Supplied material:
-.-.-

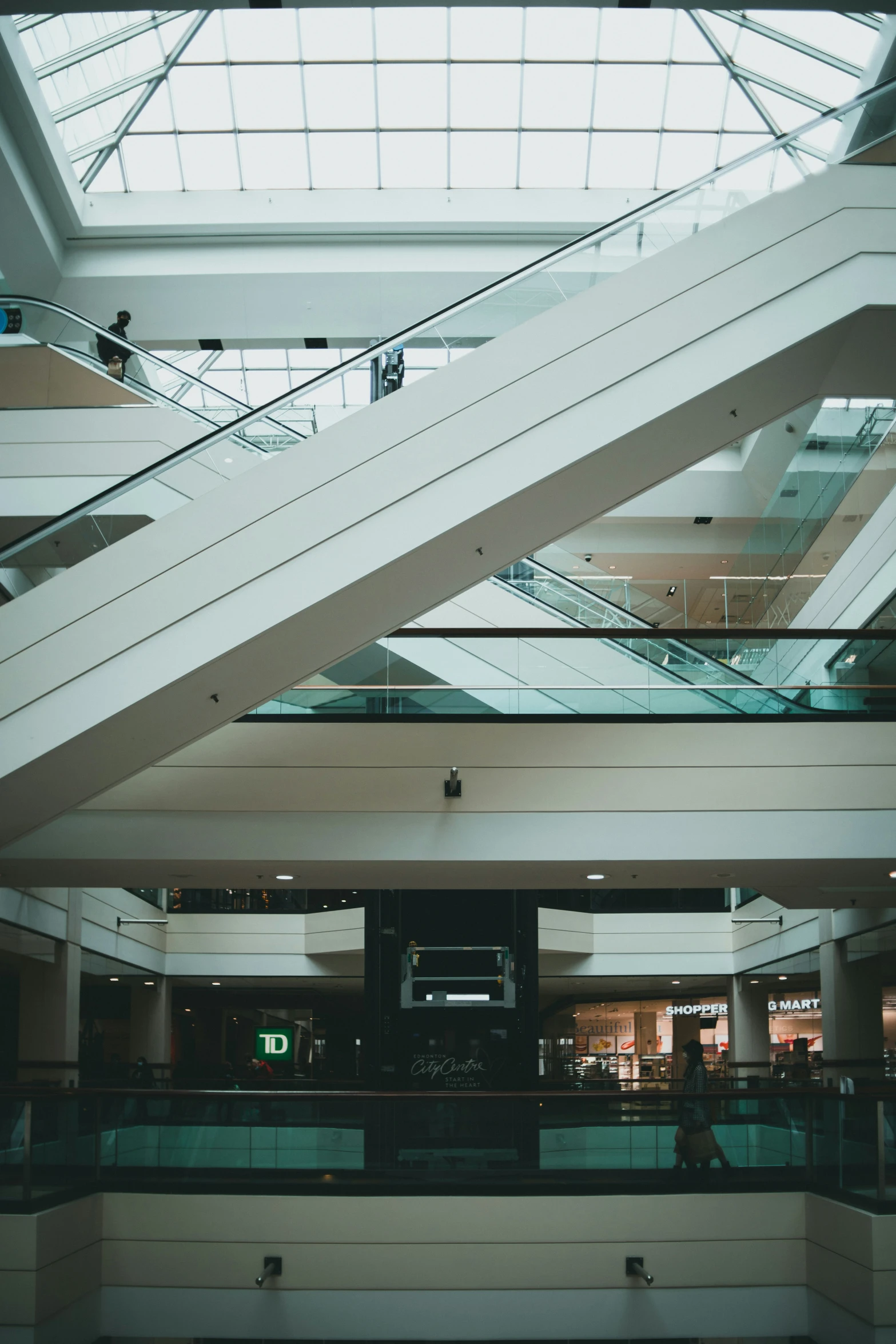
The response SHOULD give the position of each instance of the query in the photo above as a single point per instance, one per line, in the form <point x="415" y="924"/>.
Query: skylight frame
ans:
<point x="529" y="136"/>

-.-.-

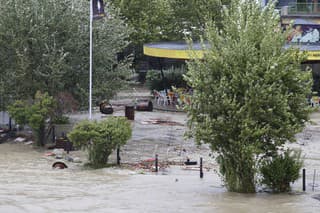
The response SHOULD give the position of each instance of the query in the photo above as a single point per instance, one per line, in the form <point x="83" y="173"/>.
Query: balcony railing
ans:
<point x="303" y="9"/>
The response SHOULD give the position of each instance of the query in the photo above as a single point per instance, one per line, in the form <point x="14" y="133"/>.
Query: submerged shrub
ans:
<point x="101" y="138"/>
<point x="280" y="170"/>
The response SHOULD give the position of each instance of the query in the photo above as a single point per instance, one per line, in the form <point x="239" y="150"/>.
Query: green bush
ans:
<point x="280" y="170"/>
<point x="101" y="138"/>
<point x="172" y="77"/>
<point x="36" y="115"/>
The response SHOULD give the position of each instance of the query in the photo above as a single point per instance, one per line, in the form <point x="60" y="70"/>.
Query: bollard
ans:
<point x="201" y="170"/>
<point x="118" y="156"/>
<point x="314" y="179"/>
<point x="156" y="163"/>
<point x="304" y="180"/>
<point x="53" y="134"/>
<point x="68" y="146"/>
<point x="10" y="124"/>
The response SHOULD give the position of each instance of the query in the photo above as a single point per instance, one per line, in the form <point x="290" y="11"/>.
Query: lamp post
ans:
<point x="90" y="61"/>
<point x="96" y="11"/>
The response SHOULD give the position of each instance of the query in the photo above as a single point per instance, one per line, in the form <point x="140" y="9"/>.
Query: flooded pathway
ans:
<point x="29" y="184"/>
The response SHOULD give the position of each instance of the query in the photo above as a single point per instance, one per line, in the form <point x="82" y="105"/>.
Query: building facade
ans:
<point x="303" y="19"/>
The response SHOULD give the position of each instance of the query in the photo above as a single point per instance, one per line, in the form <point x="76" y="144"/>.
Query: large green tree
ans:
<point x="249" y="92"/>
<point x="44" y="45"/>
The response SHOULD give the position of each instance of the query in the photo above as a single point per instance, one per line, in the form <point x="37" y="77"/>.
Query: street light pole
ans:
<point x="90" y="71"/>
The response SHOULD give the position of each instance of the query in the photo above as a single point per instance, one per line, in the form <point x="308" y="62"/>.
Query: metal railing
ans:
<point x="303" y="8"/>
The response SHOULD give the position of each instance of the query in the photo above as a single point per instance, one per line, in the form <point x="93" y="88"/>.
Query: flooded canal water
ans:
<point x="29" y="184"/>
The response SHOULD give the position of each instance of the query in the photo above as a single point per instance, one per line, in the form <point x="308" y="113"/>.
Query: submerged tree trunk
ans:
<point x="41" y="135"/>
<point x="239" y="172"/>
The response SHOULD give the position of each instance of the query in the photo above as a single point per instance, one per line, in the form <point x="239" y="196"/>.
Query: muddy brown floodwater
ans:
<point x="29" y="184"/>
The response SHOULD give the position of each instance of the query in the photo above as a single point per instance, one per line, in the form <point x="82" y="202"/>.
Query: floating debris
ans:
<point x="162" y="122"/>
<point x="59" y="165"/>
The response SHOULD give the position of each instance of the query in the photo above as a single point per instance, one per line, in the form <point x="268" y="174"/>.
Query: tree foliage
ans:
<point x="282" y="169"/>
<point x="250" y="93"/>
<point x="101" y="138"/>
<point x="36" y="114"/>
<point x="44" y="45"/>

-.-.-

Required task: Count the lines in the entries above that contain the string "flooded", treating uppercase and lowercase as different. Reply with the number only.

The completed task: 2